Requirement:
Display each line in the entries below that contains the string "baseball".

Material provided:

────────────────

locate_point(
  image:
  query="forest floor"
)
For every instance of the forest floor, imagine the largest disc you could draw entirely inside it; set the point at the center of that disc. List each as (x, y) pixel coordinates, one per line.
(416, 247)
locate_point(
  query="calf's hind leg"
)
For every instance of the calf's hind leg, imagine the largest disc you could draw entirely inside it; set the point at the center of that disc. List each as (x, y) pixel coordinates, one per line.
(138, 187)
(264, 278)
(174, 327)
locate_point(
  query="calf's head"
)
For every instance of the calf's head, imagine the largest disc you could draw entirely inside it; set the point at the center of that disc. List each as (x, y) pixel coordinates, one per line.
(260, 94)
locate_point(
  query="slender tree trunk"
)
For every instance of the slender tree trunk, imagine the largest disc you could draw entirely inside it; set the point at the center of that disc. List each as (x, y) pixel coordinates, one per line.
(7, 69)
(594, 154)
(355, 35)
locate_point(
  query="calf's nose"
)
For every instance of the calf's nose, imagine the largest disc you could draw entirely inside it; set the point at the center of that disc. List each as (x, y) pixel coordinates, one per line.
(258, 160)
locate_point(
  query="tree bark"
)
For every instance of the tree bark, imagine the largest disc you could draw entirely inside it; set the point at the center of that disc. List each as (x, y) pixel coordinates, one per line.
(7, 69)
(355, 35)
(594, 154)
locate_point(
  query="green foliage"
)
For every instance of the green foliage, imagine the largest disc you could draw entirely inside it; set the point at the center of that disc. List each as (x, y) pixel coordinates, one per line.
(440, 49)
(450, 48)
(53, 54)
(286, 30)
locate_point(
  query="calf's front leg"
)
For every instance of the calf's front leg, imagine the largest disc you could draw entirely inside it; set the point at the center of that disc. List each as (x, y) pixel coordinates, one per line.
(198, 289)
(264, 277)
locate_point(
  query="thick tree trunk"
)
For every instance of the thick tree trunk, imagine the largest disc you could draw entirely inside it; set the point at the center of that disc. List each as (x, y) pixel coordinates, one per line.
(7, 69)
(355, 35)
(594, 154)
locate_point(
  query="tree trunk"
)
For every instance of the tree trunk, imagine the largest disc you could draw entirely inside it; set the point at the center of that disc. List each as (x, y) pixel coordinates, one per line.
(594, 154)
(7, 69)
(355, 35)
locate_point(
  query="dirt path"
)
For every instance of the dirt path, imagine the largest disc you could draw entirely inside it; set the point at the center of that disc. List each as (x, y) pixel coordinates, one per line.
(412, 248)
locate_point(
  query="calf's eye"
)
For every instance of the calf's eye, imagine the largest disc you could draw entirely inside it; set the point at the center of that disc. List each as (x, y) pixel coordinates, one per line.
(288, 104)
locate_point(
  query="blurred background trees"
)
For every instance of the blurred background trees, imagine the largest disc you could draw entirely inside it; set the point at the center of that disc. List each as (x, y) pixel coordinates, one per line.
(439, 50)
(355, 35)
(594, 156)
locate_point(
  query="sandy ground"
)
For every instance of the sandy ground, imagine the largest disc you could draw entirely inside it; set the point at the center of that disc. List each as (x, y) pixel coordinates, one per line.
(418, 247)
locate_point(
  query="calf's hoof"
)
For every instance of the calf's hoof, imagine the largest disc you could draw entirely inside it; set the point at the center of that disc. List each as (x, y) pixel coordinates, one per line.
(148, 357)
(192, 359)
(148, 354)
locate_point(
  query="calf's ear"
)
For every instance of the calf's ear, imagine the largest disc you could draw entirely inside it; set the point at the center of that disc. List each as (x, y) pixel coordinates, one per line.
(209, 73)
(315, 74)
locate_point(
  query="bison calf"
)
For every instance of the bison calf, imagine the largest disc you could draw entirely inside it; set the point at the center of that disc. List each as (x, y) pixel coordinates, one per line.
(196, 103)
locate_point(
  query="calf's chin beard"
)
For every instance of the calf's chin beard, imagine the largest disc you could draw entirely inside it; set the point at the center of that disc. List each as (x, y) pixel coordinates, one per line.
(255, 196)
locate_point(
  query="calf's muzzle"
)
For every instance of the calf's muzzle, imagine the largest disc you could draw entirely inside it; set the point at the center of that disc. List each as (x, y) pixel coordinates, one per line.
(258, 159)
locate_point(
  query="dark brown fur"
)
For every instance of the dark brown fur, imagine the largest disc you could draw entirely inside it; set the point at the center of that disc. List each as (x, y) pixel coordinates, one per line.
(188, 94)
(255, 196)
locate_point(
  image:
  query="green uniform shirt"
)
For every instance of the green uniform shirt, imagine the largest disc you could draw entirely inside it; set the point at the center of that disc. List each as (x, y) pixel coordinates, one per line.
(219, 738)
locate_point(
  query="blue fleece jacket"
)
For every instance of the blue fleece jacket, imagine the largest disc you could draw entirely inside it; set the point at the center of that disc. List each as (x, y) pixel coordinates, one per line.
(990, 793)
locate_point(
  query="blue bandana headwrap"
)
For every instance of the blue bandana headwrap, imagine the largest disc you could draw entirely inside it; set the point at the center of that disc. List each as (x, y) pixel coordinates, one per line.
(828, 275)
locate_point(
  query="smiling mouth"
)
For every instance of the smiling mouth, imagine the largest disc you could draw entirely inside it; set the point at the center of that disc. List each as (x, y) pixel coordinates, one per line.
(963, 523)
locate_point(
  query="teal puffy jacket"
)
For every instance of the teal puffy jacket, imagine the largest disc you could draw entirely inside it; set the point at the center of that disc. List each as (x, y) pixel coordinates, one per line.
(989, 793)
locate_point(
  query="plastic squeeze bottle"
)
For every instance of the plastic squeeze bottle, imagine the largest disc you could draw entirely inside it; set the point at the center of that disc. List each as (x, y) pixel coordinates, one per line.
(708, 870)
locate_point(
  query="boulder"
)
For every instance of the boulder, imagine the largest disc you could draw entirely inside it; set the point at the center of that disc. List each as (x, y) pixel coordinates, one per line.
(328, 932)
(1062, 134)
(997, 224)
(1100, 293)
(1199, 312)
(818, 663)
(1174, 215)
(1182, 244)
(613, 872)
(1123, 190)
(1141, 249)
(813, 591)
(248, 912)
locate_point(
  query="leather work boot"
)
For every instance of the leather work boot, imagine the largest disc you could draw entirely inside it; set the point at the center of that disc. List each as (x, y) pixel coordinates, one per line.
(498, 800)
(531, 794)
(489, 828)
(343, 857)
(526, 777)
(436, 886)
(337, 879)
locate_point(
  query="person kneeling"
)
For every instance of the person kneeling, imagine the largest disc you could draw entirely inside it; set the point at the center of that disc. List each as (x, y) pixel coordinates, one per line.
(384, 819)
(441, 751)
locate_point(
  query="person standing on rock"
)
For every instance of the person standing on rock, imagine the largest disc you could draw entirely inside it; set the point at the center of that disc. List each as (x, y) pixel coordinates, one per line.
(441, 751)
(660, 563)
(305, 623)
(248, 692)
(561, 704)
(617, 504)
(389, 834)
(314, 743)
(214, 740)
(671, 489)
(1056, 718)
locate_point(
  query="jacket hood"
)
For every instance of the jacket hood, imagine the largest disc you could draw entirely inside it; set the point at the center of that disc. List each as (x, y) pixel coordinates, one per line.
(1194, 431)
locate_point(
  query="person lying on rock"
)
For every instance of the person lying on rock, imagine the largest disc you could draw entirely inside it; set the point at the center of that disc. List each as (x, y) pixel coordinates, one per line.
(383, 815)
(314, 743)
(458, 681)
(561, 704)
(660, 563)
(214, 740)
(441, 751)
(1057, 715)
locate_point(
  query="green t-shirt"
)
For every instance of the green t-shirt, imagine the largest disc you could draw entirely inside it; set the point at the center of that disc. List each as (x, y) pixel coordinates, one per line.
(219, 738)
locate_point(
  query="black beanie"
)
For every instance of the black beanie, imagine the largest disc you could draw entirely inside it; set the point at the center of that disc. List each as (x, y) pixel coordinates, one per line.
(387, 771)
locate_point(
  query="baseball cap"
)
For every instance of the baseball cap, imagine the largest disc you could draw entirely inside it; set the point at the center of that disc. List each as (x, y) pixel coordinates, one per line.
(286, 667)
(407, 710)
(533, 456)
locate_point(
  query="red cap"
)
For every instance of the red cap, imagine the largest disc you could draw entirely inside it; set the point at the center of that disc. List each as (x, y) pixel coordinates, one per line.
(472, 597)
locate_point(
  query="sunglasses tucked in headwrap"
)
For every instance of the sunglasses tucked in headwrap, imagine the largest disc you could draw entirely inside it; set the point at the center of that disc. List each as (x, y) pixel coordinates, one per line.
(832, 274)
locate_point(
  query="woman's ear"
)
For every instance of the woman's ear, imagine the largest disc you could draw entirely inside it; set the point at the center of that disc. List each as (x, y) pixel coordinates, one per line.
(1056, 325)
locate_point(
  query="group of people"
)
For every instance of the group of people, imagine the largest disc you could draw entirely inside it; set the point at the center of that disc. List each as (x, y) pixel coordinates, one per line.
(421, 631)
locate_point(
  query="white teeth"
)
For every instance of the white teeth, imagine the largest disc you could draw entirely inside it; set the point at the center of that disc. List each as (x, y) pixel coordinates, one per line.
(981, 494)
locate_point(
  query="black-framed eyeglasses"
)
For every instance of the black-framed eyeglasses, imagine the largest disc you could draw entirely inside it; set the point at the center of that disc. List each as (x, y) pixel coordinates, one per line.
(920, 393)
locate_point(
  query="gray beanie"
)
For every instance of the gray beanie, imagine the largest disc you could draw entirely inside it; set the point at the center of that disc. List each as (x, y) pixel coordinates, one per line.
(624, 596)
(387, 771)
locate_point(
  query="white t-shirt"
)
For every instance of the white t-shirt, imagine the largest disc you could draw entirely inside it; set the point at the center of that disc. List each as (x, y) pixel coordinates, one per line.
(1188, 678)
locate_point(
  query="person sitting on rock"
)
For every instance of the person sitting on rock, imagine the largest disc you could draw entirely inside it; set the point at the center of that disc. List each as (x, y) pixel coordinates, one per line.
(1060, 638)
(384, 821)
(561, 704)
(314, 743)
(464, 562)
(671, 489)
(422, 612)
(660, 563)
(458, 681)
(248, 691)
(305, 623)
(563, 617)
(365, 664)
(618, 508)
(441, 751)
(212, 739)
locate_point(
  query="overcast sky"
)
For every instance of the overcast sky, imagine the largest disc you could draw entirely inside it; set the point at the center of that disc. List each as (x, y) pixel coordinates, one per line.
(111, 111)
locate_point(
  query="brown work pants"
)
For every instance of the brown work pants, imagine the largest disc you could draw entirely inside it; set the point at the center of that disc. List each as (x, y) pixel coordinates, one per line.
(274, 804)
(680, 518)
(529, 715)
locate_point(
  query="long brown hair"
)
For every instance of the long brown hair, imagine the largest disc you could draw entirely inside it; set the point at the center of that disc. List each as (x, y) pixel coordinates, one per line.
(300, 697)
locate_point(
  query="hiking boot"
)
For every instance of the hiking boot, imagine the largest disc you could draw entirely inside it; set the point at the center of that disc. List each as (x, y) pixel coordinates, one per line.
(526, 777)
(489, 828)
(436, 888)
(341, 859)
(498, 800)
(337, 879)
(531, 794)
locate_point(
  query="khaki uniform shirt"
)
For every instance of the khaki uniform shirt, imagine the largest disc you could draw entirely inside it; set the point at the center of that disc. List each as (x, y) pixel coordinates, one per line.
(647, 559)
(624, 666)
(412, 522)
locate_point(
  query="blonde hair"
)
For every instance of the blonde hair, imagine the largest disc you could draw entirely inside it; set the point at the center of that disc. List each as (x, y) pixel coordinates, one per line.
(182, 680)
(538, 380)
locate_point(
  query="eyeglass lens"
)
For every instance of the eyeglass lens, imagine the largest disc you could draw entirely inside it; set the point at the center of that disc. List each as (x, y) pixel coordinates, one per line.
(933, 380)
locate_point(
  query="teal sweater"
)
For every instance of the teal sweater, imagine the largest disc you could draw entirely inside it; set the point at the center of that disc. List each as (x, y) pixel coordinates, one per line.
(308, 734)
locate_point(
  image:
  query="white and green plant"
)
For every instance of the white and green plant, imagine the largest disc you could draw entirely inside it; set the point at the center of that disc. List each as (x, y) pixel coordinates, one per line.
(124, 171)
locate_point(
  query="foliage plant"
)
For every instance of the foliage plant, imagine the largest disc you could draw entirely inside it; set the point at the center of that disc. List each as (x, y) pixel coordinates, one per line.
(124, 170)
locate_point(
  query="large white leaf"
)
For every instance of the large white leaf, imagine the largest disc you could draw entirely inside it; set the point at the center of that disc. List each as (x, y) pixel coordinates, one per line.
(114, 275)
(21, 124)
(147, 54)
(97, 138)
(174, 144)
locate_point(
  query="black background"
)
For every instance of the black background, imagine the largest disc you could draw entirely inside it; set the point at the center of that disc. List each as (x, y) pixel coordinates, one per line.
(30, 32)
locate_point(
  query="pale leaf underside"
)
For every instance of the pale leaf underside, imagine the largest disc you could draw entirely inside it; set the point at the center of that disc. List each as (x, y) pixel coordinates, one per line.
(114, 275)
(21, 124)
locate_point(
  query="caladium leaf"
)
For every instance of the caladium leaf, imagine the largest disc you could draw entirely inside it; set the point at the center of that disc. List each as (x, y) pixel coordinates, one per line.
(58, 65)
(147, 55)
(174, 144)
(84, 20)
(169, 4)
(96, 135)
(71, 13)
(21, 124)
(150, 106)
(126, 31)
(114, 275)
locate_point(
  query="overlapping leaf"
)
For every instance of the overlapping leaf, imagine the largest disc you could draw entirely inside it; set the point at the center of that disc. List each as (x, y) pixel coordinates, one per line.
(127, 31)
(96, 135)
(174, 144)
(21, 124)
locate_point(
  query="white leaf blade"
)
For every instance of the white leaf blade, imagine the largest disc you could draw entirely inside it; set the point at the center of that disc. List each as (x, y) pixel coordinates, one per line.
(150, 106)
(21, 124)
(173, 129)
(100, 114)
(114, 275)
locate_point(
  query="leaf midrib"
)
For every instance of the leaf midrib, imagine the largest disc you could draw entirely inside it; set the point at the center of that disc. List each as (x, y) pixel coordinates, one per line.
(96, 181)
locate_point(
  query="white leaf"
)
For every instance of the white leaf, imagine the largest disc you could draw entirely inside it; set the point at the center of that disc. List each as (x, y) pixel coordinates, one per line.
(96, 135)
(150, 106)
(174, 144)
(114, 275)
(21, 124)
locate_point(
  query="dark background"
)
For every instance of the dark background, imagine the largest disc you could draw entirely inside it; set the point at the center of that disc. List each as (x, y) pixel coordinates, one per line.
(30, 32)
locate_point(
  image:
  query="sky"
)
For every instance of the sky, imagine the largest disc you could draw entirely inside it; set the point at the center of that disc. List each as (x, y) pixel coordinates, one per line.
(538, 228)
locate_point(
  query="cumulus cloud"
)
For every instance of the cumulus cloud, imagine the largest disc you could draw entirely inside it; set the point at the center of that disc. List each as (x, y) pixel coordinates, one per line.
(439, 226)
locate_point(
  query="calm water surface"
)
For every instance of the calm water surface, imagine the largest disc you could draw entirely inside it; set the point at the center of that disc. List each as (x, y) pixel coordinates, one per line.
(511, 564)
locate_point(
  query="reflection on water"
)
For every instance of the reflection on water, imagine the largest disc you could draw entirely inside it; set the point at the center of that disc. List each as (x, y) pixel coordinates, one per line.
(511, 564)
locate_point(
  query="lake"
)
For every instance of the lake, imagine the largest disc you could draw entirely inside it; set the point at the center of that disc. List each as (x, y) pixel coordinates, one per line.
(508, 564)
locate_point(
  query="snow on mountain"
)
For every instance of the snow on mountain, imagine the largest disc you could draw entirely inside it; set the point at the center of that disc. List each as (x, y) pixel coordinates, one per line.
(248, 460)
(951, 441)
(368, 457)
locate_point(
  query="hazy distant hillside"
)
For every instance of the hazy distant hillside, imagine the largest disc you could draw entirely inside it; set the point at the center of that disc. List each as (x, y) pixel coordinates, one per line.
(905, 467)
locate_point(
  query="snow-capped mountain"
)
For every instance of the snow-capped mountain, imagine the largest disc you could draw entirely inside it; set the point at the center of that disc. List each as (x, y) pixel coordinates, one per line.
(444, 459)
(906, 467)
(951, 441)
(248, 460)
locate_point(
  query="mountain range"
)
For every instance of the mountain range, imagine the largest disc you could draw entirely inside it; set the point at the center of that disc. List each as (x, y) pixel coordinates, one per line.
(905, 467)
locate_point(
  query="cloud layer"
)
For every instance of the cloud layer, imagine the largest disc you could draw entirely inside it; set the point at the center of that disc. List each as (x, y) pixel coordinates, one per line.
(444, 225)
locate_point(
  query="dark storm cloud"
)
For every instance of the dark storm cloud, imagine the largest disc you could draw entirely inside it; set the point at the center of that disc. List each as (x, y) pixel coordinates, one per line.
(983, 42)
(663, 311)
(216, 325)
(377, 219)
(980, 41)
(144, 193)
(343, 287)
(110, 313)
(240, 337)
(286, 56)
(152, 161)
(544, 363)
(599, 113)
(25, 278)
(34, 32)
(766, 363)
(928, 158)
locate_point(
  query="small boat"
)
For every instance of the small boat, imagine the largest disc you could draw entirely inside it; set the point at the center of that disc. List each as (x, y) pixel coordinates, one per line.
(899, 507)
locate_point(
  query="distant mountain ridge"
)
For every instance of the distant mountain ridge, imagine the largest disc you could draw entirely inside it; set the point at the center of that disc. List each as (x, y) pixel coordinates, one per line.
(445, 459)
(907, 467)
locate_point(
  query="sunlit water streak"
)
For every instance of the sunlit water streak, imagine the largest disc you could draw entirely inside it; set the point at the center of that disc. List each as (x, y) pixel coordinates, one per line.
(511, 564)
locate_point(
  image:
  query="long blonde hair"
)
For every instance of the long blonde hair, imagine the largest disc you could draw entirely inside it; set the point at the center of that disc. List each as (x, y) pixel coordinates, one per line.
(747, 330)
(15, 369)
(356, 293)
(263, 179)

────────────────

Correct output:
  query="baseball cap"
For every instance of the baseball cap, imagine the largest disc you could draw entirely inside it; set the point at the center of that disc. List each as (x, y) pixel coordinates, one per line.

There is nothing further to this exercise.